- _Dataset extract_:
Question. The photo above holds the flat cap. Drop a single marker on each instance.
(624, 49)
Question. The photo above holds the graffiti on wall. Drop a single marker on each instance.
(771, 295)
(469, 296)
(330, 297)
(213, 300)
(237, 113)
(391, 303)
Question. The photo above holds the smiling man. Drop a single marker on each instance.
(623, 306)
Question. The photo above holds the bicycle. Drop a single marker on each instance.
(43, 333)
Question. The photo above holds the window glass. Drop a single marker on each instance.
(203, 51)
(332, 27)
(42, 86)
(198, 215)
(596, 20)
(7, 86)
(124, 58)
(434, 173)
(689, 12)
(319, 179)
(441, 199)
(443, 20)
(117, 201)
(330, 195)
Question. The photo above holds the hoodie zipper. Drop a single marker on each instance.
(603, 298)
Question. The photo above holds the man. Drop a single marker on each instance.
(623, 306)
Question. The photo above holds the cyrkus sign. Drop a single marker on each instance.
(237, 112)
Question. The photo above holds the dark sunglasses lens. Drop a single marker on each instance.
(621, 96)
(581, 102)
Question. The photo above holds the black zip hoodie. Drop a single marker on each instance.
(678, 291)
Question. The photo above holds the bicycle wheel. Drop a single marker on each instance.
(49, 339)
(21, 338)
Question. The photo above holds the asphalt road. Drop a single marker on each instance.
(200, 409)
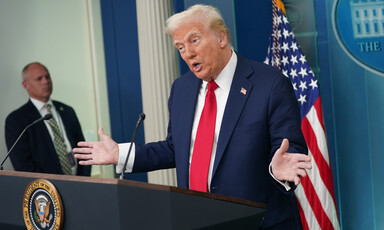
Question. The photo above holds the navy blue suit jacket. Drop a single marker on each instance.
(35, 152)
(252, 129)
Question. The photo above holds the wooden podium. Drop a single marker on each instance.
(99, 203)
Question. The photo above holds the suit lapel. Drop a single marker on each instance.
(240, 90)
(41, 127)
(188, 100)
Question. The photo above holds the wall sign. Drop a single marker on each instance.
(359, 28)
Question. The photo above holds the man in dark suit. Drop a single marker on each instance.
(255, 113)
(37, 150)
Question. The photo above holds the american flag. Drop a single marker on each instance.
(315, 195)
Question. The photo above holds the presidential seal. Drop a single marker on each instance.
(42, 206)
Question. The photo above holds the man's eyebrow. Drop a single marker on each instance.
(186, 37)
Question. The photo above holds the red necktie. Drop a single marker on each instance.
(202, 149)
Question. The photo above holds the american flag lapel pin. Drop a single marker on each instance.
(243, 91)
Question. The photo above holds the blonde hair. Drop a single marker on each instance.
(208, 14)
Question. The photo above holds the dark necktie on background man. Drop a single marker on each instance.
(201, 156)
(59, 143)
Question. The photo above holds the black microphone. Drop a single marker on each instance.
(46, 117)
(141, 119)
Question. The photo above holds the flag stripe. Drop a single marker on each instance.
(319, 111)
(306, 212)
(321, 192)
(315, 204)
(323, 167)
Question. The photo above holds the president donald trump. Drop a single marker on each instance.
(234, 125)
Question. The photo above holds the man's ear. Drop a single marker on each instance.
(24, 84)
(223, 39)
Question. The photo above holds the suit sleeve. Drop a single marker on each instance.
(21, 155)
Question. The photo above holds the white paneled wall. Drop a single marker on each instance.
(159, 68)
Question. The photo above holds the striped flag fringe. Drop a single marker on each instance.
(315, 195)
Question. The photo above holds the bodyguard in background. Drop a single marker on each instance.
(45, 147)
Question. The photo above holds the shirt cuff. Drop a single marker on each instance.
(285, 184)
(123, 152)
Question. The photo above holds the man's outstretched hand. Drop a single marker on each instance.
(102, 152)
(289, 166)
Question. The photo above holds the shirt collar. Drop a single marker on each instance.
(39, 104)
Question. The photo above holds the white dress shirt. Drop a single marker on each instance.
(41, 107)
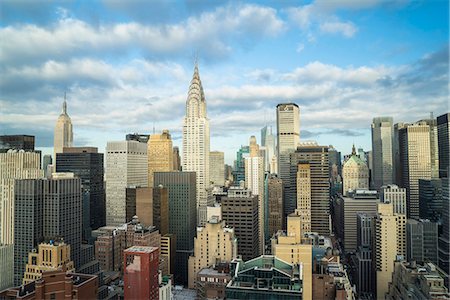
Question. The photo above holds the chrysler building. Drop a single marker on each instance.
(196, 142)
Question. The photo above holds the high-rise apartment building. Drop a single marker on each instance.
(240, 211)
(254, 181)
(382, 151)
(215, 243)
(160, 154)
(182, 215)
(346, 210)
(126, 165)
(364, 279)
(434, 147)
(16, 142)
(49, 256)
(430, 199)
(141, 278)
(268, 142)
(239, 165)
(176, 159)
(385, 245)
(152, 207)
(288, 138)
(63, 131)
(317, 157)
(275, 205)
(46, 209)
(290, 248)
(304, 195)
(196, 142)
(422, 241)
(355, 173)
(443, 124)
(87, 163)
(398, 168)
(397, 197)
(444, 237)
(217, 168)
(415, 156)
(14, 165)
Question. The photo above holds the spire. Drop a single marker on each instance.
(65, 105)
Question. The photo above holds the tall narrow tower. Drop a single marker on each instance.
(196, 142)
(63, 132)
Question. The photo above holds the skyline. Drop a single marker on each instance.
(386, 59)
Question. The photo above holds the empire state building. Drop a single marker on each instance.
(196, 142)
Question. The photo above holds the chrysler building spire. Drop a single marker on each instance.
(196, 142)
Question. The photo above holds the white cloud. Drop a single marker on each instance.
(347, 29)
(71, 36)
(300, 47)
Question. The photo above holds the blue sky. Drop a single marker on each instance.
(126, 66)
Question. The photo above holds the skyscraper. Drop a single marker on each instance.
(46, 209)
(240, 211)
(196, 142)
(126, 165)
(268, 142)
(17, 142)
(275, 204)
(422, 241)
(385, 245)
(317, 157)
(443, 124)
(182, 215)
(215, 243)
(217, 168)
(382, 151)
(140, 265)
(254, 181)
(87, 163)
(415, 156)
(63, 131)
(355, 174)
(160, 154)
(304, 195)
(288, 137)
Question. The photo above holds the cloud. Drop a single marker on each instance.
(347, 29)
(71, 37)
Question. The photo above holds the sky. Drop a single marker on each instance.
(126, 67)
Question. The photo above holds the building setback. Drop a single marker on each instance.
(240, 211)
(181, 187)
(87, 163)
(126, 165)
(317, 157)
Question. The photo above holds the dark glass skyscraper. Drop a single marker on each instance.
(182, 215)
(87, 163)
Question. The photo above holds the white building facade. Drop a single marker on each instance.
(196, 143)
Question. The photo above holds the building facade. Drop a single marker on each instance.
(275, 205)
(240, 211)
(141, 278)
(160, 154)
(181, 187)
(215, 243)
(317, 157)
(415, 156)
(288, 138)
(126, 165)
(355, 174)
(63, 134)
(87, 163)
(382, 151)
(196, 143)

- _Objective_: Reproduce all of the records above verbatim, line for line, including every point. Leave out the pictures.

- _Worked answer_:
Question. The photo above holds the flat cap. Drop a single marker on each instance.
(624, 49)
Question. The photo above holds the graffiti on wall. Drop a single marker on each instance.
(771, 295)
(469, 296)
(330, 297)
(213, 300)
(237, 113)
(391, 303)
Question. The photo above holds the smiling man. Drop a single marker on each instance.
(623, 306)
Question. The photo above holds the bicycle. Drop a single marker on each instance.
(43, 333)
Question. The photo above holds the window glass. Drop a single marker on each instance.
(203, 51)
(332, 27)
(42, 86)
(198, 215)
(596, 20)
(7, 86)
(124, 58)
(434, 173)
(689, 12)
(319, 179)
(441, 199)
(443, 20)
(117, 201)
(330, 195)
Question. The photo above holds the hoodie zipper. Drop a single marker on each instance.
(603, 298)
Question. The photo above holds the man. Drop a single marker on each instance.
(623, 306)
Question. The photo above holds the cyrkus sign. Drop a single marker on each instance.
(237, 112)
Question. The photo above holds the dark sunglasses lens. Drop a single marker on each instance.
(621, 96)
(581, 102)
Question. The photo above holds the black zip hoodie. Drop a single marker on each instance.
(678, 291)
Question. The photo above holds the bicycle wheel. Drop a single marker on each instance.
(49, 339)
(21, 338)
Question. The photo above holds the asphalt road. Drop a single marker on each instance.
(200, 409)
Question. The photo above holds the navy blue suit jacket. Drop a single marker on each instance.
(35, 152)
(252, 129)
Question. The photo above holds the wooden podium. Drop a single marker on each instance.
(99, 203)
Question. The photo above holds the suit lapel. Drop a single marker on each instance.
(240, 90)
(41, 127)
(188, 100)
Question. The photo above holds the wall sign. Drop a single marker on each instance.
(359, 28)
Question. The photo above holds the man in dark suit. Drop a single marker on each instance.
(255, 113)
(37, 150)
Question. The photo above holds the american flag. Drop a single marker on each instance.
(315, 195)
Question. The photo above holds the presidential seal. Drop a single marker on each instance.
(42, 206)
Question. The photo above holds the man's eyebrow. Drop a single marker on each instance.
(186, 37)
Question. The photo above holds the red necktie. Drop a single marker on each instance.
(202, 149)
Question. The photo above holds the american flag lapel pin. Drop a single marker on each instance.
(243, 91)
Question. The photo above holds the blonde hair. Drop a single marker on each instance.
(208, 14)
Question. The photo above holds the dark necktie on background man. Drop a single marker on each instance.
(201, 156)
(59, 143)
Question. The photo above holds the black microphone. Drop a single marker on each instance.
(46, 117)
(141, 119)
Question. The photo above holds the flag stripe. Drop a single marker on each instance.
(319, 111)
(306, 212)
(321, 192)
(315, 204)
(323, 167)
Question. The photo above holds the president donald trump. Drop a single marker on each instance.
(234, 125)
Question. The photo above holds the man's ear. Drop a single marker on each instance.
(24, 84)
(223, 39)
Question. The photo above holds the suit sleeve. Drop a single marker on each instance.
(21, 155)
Question. The photo above holds the white paneled wall. Drop a single marker on each instance.
(159, 68)
Question. The photo above holds the striped flag fringe. Drop a single marker on each instance.
(315, 195)
Question. The photo above holds the bodyguard in background. Drop a single marker on each instance.
(45, 147)
Question. The photo above holds the shirt cuff. Drop a single marker on each instance.
(285, 184)
(123, 152)
Question. The photo above holds the man's outstretched hand. Drop a single marker on each instance.
(102, 152)
(289, 166)
Question. The photo above holds the shirt collar. Drop a single marker on each instance.
(39, 104)
Question. The photo above holds the white dress shirt. Drop a single marker on each instance.
(41, 107)
Question. The photo above holds the chrysler building. Drop a single marker on each instance.
(196, 142)
Question. The photo above holds the high-rise apartment building. Drop a single marker on each instance.
(240, 211)
(254, 181)
(382, 151)
(215, 243)
(160, 154)
(182, 215)
(346, 210)
(126, 165)
(364, 279)
(434, 147)
(16, 142)
(49, 256)
(430, 199)
(141, 278)
(268, 142)
(239, 165)
(176, 159)
(385, 245)
(152, 207)
(288, 138)
(63, 131)
(317, 157)
(275, 205)
(46, 209)
(290, 248)
(304, 195)
(196, 142)
(422, 241)
(355, 173)
(443, 124)
(87, 163)
(398, 168)
(397, 197)
(444, 237)
(217, 168)
(415, 156)
(14, 165)
Question. The photo above holds the spire. Drop a single marker on each instance.
(65, 105)
Question. The photo above holds the tall narrow tower. Drop a single marker on each instance.
(196, 142)
(63, 132)
Question. The photo above holds the skyline. Drop a single marker on each instance.
(386, 59)
Question. The photo above holds the empire state building. Drop a single marker on each instance.
(196, 142)
Question. The photo above holds the chrysler building spire. Drop a single marker on each instance.
(196, 142)
Question. The photo above holds the white cloud. Drop a single marker on each instance.
(347, 29)
(71, 36)
(300, 47)
Question. The photo above holds the blue sky. Drop a single marker on each instance.
(126, 66)
Question. The photo above holds the skyscraper. Drop a single marker on each instance.
(46, 209)
(240, 211)
(196, 142)
(126, 165)
(268, 142)
(17, 142)
(275, 204)
(422, 241)
(385, 245)
(317, 157)
(443, 124)
(182, 215)
(215, 243)
(217, 168)
(382, 151)
(140, 265)
(254, 181)
(87, 163)
(415, 156)
(63, 131)
(355, 174)
(160, 154)
(304, 195)
(288, 137)
Question. The photo above holds the cloud. Drop a single marker on each instance.
(347, 29)
(71, 37)
Question. The photo above holds the sky. Drop a single marker on each instance.
(126, 67)
Question. The photo above holds the building setback. Drop a single marker on each instance.
(240, 211)
(181, 187)
(87, 163)
(126, 165)
(317, 157)
Question. The photo above holds the dark glass skyscraper. Drop a single marker on each instance.
(182, 215)
(87, 163)
Question. The photo above holds the white building facade. Drop a single marker on each instance.
(196, 143)
Question. The photo above holds the building facade. Drop a single marker on each instance.
(275, 205)
(240, 211)
(141, 278)
(160, 154)
(181, 187)
(215, 243)
(317, 157)
(415, 156)
(288, 138)
(126, 165)
(355, 174)
(63, 134)
(87, 163)
(382, 151)
(196, 143)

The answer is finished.